### INPUT RECORDS
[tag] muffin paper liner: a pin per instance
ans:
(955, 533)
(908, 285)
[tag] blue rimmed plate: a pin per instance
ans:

### DIRECTIONS
Extract every line of the listing above that contains the string "instance".

### RESPONSE
[tag] muffin paper liner: a pin per instance
[tag] blue rimmed plate: a pin per instance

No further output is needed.